§ Passage
Our nation is struggling with ensuring equal opportunities for remote learning for all students. One of the reasons for inequality is a lack of access to high-speed internet for many students.
After months of negotiations, President Biden and Congress passed the Infrastructure and Jobs Act that provides $65 billion for broadband expansion which could finally get every home, business, and community in America connected to high-speed internet.
As educators in Connecticut, we have seen first-hand that students who do not have access to high-speed internet are at a distinct disadvantage. They fall behind their peers who have access to the internet for homework and distance learning. Federal investment to fix our nation’s physical infrastructure, including internet access, is long overdue.
The reality is, life has changed a lot since the beginning of the pandemic, and regardless of where you live or what you do for a living, broadband access is an essential resource. The passage of the Infrastructure and Jobs Act could not have come soon enough, and while it was commendable that elected leaders recognize that our nation’s infrastructure needs modernizing, there are still legislative steps that need to be taken to ensure that Americans fully benefit from this law.

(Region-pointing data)
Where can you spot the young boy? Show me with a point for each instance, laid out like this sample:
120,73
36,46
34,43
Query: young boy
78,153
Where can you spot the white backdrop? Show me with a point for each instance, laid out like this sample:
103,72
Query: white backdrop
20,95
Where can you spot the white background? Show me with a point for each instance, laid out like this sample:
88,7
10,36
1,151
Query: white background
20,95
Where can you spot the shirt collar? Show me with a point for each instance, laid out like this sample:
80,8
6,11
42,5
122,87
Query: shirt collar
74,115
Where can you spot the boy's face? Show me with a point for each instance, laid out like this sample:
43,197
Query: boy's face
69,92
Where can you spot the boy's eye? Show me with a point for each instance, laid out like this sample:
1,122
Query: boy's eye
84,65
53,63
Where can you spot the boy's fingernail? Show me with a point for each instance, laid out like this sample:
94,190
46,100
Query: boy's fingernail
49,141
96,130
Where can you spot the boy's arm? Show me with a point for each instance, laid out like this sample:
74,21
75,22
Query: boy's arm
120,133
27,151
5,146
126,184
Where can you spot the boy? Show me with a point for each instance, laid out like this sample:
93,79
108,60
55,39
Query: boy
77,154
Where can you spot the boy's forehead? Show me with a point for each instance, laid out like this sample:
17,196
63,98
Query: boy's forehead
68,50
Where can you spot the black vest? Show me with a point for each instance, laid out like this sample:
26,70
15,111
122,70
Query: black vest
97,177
---
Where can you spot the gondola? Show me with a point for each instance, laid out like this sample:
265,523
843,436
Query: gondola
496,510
---
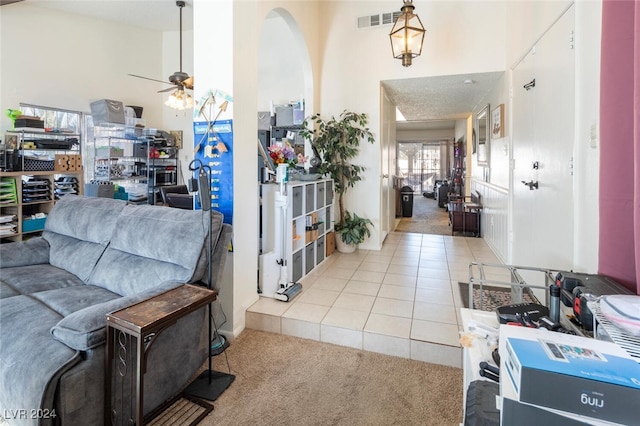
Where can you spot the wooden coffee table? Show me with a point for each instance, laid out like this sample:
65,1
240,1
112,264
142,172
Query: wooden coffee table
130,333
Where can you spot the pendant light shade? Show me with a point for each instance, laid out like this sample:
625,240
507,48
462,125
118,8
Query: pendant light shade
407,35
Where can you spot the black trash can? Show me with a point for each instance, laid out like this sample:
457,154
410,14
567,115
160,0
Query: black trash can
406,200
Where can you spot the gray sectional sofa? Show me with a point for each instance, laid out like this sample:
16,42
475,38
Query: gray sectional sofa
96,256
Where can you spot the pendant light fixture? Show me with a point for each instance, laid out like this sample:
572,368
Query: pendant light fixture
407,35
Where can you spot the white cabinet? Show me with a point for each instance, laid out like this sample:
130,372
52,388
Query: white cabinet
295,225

§ Required tasks
1. Answer these questions using the passage on broadband access.
(a) How much money does the Infrastructure and Jobs Act provide for broadband expansion?
(b) In which state do the writers work as educators?
(c) What does the passage name as one reason for inequality in remote learning?
2. Proceed with the passage on broadband access, writing on from its final sentence.
These rows were taken from a different source than the passage on broadband access.

§ Per-task outputs
1.
(a) $65 billion
(b) Connecticut
(c) Many students lack access to high-speed internet.

2.
When it comes to broadband deployment, outdated regulations for utility pole access are still a significant barrier standing in the way of connecting over 14 million rural Americans.
As is the case with essentially all communications infrastructure, broadband expansion will be impossible without access to utility poles. Internet service providers can quickly deploy broadband by attaching their technology to poles, but providers usually don’t own these poles. Providers must be granted access to use the poles by the pole owners, who are often local municipalities, electric companies or small utilities and co-ops.
Providers have repeatedly shown a willingness to pay pole owners for access, but if disagreements arise, there’s no system in place to resolve disagreements quickly. This leads to a dragged-out process for resolution. The current nontransparent and disorganized system also neglects the importance of connecting unserved communities.
Millions of Americans remain deprived of suitable high-speed internet access simply because of where they live. Remote learning is just one of the many reasons why we cannot afford to delay closing the digital divide and must eliminate any barriers that will prolong broadband expansion. Obsolete pole rules are the most glaring barrier standing in the way. Our elected leaders can and must take action to modernize these rules.
Policymakers can bring greater transparency to the pole access process by ensuring there are clear permit timelines. We must ensure that disputes between pole owners and those deploying broadband are heard and resolved as quickly as possible.
Expanding broadband access is a major goal of the Infrastructure and Jobs Act. Our federal leaders recognize that high-speed internet access for all is essential today. But the goal of providing this access to unserved Americans can only be realized by eliminating the outdated barriers that delay broadband deployment. It’s time to fix our pole access rules to close the digital divide.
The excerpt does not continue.